Given records |
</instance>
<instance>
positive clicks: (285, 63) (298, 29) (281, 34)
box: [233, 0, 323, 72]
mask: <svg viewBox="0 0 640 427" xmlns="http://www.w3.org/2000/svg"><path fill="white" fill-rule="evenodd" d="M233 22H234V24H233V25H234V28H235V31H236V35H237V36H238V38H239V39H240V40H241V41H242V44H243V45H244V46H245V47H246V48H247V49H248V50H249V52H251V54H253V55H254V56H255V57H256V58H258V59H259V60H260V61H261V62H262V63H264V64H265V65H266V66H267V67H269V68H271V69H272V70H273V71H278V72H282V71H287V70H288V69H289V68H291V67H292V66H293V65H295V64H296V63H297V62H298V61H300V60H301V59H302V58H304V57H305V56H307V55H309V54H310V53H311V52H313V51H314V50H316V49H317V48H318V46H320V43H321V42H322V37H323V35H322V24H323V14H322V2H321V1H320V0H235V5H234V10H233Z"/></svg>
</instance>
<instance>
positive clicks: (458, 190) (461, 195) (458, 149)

Task directions | Copy out every line of the records above, character for character and with nothing left out.

Task response |
</instance>
<instance>
positive clicks: (285, 63) (298, 29) (281, 34)
box: [233, 0, 323, 72]
mask: <svg viewBox="0 0 640 427" xmlns="http://www.w3.org/2000/svg"><path fill="white" fill-rule="evenodd" d="M233 22H234V24H233V25H234V28H235V31H236V35H237V36H238V38H239V39H240V40H241V41H242V44H243V45H244V46H245V47H246V48H247V49H248V50H249V52H251V54H253V55H254V56H255V57H256V58H258V59H259V60H260V61H261V62H262V63H264V64H265V65H266V66H267V67H269V68H271V69H272V70H273V71H278V72H282V71H287V70H288V69H289V68H291V67H292V66H293V65H295V64H296V63H297V62H298V61H300V60H301V59H302V58H304V57H305V56H307V55H309V54H310V53H311V52H313V51H314V50H316V49H317V48H318V46H320V43H321V42H322V37H323V35H322V24H323V14H322V2H321V1H320V0H235V5H234V10H233Z"/></svg>
</instance>
<instance>
positive clicks: (458, 190) (461, 195) (458, 149)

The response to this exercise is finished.